▶ _Exercise requirements_
Pull out every line in the stored records below that contains the string "block", matching case exactly.

== Provided information

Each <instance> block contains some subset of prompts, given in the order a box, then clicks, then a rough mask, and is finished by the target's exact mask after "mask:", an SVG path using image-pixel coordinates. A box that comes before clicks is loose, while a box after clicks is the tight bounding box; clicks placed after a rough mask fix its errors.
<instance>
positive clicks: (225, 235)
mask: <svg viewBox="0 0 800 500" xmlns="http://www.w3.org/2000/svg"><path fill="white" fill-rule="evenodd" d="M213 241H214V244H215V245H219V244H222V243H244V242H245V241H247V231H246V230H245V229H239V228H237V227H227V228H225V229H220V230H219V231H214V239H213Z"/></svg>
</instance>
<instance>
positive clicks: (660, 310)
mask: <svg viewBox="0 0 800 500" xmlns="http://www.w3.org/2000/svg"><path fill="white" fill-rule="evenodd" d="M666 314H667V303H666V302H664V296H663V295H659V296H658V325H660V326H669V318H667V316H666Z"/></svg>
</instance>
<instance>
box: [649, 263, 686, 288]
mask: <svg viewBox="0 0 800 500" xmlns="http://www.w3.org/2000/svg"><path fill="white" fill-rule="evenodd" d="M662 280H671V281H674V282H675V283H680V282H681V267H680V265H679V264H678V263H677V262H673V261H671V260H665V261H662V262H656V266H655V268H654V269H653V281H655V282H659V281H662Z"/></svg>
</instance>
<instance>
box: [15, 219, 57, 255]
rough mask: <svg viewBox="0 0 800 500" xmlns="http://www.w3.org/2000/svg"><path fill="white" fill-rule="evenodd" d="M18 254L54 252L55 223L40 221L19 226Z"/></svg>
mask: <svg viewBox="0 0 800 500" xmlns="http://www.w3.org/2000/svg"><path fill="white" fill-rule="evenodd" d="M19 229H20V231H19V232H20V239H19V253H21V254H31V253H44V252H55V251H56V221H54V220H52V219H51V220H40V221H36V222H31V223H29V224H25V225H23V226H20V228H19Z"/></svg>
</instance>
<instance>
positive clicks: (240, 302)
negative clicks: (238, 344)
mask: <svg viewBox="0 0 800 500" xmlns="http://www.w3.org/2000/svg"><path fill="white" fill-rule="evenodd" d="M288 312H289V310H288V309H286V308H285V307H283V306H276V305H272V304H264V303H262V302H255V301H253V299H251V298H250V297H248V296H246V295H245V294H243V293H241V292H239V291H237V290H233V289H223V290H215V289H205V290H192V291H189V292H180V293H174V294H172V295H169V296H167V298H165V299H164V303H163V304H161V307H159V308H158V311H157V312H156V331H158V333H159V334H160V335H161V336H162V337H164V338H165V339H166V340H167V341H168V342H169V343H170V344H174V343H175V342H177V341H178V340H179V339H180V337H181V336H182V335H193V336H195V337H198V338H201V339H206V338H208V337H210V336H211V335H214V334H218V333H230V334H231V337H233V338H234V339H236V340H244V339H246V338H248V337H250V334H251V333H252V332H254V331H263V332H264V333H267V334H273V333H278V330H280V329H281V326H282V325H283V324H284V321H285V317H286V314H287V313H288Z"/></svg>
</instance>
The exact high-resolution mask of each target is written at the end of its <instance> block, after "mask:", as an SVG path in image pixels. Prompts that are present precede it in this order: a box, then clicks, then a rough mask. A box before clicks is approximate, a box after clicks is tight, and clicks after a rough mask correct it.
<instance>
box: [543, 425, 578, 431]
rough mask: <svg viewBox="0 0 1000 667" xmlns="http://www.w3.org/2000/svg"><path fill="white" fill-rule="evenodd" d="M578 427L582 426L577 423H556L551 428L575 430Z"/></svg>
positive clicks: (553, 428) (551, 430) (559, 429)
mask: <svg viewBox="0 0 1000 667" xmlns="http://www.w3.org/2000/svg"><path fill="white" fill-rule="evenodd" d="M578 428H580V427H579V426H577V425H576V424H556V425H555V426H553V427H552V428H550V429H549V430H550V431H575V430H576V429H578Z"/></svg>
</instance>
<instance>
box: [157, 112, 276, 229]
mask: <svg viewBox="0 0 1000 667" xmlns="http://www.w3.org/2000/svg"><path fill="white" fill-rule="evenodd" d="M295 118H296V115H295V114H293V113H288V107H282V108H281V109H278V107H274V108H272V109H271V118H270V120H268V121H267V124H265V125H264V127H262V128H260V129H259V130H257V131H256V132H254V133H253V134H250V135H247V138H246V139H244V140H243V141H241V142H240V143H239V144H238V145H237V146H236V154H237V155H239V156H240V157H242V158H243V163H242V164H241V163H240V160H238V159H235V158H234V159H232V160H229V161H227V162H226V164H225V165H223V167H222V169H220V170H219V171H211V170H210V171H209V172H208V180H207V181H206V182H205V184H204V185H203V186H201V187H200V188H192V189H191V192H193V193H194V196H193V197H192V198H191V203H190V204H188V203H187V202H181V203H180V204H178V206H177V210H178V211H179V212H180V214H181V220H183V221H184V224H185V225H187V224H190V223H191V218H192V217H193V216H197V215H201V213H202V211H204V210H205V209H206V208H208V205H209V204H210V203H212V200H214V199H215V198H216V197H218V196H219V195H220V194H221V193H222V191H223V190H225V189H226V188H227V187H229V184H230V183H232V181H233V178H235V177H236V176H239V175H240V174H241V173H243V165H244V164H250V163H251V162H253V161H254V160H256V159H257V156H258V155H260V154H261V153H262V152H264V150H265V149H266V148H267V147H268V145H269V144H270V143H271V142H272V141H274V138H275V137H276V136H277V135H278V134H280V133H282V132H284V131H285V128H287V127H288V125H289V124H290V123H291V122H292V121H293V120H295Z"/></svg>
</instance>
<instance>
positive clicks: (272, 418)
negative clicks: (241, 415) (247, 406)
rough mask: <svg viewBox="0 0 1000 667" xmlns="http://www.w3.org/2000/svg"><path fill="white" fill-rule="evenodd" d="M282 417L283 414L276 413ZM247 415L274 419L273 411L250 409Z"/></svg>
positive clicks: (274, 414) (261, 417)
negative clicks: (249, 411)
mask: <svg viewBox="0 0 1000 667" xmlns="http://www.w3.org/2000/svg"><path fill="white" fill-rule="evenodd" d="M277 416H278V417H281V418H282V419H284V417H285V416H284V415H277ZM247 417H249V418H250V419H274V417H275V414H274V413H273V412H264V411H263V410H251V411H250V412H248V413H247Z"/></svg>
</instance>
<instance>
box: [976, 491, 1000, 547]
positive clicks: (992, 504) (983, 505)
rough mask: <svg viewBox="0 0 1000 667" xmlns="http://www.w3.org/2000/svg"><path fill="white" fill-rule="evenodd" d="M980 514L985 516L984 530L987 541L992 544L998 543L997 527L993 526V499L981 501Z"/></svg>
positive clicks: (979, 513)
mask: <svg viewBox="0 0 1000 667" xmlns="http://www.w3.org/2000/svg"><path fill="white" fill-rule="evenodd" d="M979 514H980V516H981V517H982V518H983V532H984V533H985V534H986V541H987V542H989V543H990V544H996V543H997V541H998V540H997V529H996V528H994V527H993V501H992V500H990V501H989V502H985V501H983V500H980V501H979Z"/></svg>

====

▶ _Task output_
Each <instance> block contains some subset of prompts, given in the order a box, then clicks, then a rough mask, and is finished by the target's exact mask after "mask:", an SVG path using image-pixel coordinates. A box that comes before clicks is loose, while a box after clicks is the tight bounding box; clicks placed after a rough mask fix its errors.
The exact high-resolution mask of each target is written at the end of its <instance> block, after "mask:", as an SVG path in image pixels. Prompts that are present precede it in this order: a box, then clicks, then a rough mask. A box before clicks is approximate, a box after clicks is tight, and clicks after a rough mask correct it.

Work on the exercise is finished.